__Set problem__: Rewrite the lines below as a numbered list, skipping blank lines and leaving out the pictures.

>> start Given records

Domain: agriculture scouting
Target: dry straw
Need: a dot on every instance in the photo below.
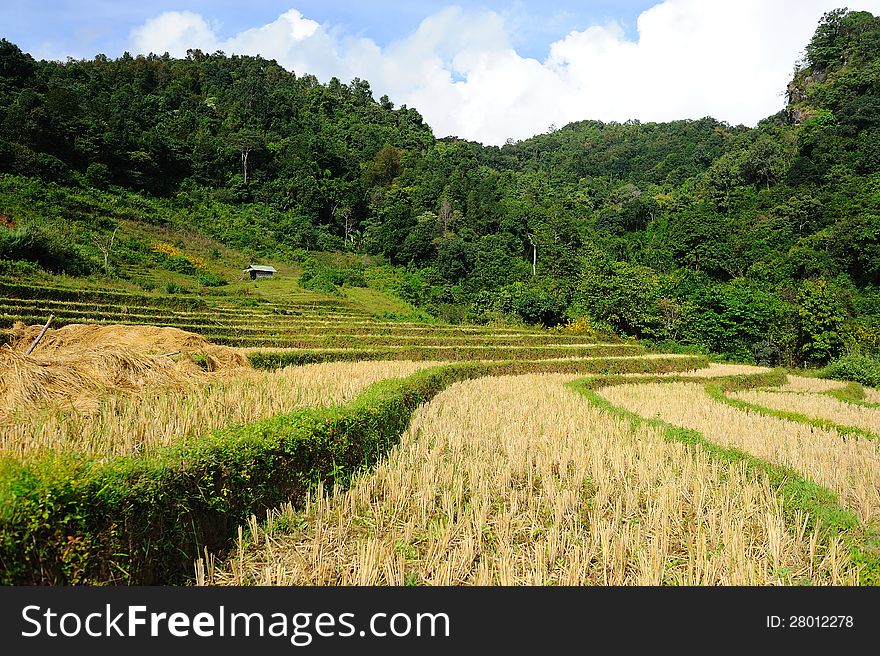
(518, 480)
(817, 406)
(848, 465)
(161, 414)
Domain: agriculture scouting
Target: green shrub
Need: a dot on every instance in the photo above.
(172, 287)
(209, 279)
(179, 264)
(862, 369)
(47, 249)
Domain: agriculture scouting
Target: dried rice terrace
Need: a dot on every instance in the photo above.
(307, 441)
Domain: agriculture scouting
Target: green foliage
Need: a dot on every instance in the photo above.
(40, 246)
(694, 231)
(821, 320)
(209, 279)
(322, 276)
(864, 369)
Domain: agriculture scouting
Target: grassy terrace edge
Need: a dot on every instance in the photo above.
(798, 494)
(144, 519)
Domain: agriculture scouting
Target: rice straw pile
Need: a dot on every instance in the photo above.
(78, 364)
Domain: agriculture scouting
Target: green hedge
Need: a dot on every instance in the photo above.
(276, 359)
(13, 290)
(65, 520)
(144, 519)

>> end Given records

__Worked solution__:
1. Domain: agriculture scouting
2. Target: dry straw
3. Need: a dot on every instance in the photo below.
4. (518, 480)
5. (817, 406)
6. (848, 465)
7. (161, 414)
8. Domain: agriculture scouting
9. Target: green shrub
10. Need: a dot on every instance in the photo above.
11. (172, 287)
12. (209, 279)
13. (179, 264)
14. (862, 369)
15. (47, 249)
16. Domain: agriculture scouting
17. Target: dried rice terrace
18. Need: a dot on every instance in the photo above.
19. (307, 441)
20. Domain: agriculture scouting
21. Target: green foliage
22. Need: a dot on every instance in the photo above.
23. (40, 246)
24. (694, 231)
25. (821, 320)
26. (209, 279)
27. (322, 276)
28. (864, 369)
29. Domain: agriculture scouting
30. Target: grassy terrace edge
31. Need: a dot on every instance in the photo above.
32. (798, 494)
33. (144, 519)
34. Domain: agriculture scouting
35. Target: rice straw pile
36. Need: a dot on every instance in the photo above.
37. (78, 364)
38. Domain: agriculture scouting
39. Target: green hedge
40. Need: a dot on every instance in the photo above.
41. (276, 359)
42. (13, 290)
43. (65, 520)
44. (144, 519)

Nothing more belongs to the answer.